Please report how many lines in the rows below contain the word "outline", giving only the number.

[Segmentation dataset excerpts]

++++++++

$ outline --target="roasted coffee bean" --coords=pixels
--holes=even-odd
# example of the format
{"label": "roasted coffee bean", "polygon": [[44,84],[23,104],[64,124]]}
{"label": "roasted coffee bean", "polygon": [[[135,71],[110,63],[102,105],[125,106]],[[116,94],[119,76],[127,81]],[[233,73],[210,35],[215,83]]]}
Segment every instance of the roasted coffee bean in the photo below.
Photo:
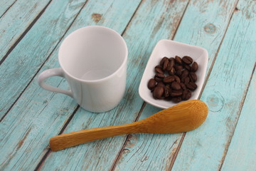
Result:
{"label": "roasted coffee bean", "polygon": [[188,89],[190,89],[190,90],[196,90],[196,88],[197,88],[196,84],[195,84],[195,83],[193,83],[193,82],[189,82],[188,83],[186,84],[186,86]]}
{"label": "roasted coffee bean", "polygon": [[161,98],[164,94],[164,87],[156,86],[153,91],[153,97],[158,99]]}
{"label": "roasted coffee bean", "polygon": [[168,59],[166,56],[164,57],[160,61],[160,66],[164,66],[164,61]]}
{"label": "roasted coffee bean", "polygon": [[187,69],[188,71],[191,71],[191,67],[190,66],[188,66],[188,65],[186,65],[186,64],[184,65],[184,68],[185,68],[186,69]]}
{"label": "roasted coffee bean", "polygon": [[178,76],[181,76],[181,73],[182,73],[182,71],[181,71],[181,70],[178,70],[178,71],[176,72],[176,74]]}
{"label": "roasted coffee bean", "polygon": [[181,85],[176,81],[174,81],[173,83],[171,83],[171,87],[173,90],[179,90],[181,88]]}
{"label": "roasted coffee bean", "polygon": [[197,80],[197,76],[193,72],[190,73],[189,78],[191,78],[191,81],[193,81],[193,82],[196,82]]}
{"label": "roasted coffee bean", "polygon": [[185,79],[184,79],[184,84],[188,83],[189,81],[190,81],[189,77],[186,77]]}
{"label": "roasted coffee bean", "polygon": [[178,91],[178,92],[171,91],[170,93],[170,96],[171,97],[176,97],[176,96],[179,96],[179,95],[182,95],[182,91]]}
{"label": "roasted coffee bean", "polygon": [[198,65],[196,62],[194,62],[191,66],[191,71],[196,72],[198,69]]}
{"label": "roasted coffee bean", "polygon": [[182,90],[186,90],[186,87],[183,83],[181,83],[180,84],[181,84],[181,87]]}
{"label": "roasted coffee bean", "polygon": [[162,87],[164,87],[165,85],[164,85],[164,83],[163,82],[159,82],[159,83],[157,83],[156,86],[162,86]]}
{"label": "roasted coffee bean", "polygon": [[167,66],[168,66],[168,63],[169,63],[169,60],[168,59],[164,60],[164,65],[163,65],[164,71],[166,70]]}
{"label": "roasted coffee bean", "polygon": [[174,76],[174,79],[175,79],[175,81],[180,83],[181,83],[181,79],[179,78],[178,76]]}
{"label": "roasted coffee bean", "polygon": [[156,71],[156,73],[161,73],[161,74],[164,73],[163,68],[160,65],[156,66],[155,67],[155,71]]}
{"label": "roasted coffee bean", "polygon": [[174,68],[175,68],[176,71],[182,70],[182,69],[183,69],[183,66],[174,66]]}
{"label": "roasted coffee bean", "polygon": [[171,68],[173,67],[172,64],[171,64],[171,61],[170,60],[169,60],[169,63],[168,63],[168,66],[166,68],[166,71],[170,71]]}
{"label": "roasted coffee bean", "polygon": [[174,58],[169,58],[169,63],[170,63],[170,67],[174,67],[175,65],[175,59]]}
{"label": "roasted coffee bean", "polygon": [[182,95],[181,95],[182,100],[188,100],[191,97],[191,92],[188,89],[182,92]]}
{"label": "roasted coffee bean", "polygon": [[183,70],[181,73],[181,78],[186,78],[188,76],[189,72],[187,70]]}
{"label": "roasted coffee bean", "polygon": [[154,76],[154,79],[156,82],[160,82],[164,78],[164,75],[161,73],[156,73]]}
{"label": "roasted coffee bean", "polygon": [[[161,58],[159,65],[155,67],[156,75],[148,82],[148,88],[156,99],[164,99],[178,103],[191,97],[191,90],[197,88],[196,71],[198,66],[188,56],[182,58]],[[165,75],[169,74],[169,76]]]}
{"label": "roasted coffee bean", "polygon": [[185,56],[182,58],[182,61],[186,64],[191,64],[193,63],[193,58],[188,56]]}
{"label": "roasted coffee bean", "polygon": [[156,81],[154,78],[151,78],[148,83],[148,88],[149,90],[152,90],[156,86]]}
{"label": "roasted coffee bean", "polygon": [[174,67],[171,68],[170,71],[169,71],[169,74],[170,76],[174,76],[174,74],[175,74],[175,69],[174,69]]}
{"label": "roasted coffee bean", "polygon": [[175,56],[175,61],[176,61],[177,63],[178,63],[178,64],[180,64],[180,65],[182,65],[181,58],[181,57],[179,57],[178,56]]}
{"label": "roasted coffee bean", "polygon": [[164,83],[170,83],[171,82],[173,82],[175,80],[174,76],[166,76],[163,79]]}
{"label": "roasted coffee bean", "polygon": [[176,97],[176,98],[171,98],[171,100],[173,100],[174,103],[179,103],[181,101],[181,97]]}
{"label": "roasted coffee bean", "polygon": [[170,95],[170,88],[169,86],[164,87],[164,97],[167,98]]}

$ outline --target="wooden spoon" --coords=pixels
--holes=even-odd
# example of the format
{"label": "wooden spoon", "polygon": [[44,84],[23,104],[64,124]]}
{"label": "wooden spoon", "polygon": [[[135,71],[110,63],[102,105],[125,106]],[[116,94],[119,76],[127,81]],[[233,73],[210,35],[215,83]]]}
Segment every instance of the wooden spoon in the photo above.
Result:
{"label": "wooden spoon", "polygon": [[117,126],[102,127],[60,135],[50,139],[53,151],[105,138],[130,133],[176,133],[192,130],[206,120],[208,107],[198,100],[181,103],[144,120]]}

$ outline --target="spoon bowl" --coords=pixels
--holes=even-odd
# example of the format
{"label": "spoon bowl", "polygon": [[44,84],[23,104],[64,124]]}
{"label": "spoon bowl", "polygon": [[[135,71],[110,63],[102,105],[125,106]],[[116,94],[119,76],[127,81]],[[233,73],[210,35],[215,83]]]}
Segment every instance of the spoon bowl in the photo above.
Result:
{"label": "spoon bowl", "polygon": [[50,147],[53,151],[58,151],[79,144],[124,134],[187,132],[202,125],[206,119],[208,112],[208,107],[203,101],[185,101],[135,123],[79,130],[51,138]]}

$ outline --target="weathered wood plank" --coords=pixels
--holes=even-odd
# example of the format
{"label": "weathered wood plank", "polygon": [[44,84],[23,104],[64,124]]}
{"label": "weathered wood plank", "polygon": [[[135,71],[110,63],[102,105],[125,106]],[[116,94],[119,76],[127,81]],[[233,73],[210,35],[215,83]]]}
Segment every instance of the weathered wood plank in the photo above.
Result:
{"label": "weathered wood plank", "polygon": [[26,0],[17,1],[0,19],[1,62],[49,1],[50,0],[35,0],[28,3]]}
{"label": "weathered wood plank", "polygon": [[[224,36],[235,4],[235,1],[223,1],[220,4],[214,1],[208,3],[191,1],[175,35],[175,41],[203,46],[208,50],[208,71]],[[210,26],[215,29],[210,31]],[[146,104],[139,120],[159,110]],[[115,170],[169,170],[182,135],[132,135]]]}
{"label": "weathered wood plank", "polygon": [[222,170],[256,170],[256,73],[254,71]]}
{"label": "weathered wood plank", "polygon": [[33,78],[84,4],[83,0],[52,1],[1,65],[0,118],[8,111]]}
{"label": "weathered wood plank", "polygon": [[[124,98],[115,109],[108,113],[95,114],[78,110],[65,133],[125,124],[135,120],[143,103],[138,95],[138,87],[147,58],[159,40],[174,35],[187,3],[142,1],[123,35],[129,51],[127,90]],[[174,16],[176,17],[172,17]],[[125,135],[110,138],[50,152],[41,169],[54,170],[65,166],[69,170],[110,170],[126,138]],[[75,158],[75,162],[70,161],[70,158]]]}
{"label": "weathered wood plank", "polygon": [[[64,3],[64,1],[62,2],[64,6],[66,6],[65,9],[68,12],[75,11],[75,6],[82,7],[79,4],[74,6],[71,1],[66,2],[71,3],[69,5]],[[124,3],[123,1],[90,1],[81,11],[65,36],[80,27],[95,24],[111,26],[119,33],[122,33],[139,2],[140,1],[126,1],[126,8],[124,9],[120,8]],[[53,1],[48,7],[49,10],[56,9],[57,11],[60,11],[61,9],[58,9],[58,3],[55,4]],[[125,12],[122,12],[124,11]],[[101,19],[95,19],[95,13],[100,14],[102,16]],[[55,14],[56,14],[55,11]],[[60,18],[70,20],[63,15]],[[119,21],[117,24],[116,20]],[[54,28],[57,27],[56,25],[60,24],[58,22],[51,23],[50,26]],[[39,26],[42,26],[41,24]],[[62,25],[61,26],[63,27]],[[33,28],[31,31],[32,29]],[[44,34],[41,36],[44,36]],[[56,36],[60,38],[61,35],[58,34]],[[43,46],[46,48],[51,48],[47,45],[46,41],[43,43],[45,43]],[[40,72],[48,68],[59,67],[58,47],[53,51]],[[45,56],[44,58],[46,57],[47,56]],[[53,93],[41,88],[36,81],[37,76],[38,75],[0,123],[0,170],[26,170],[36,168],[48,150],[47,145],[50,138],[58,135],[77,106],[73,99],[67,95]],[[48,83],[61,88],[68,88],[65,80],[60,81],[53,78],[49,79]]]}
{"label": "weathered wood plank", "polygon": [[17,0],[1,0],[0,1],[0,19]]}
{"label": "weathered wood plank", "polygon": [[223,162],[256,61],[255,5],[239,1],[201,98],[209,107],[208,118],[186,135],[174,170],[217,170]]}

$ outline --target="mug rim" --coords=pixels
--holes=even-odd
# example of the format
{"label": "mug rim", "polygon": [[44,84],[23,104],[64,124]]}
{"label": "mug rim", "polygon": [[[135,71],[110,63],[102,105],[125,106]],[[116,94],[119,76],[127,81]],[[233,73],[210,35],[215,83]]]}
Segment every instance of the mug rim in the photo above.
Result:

++++++++

Solution to this problem:
5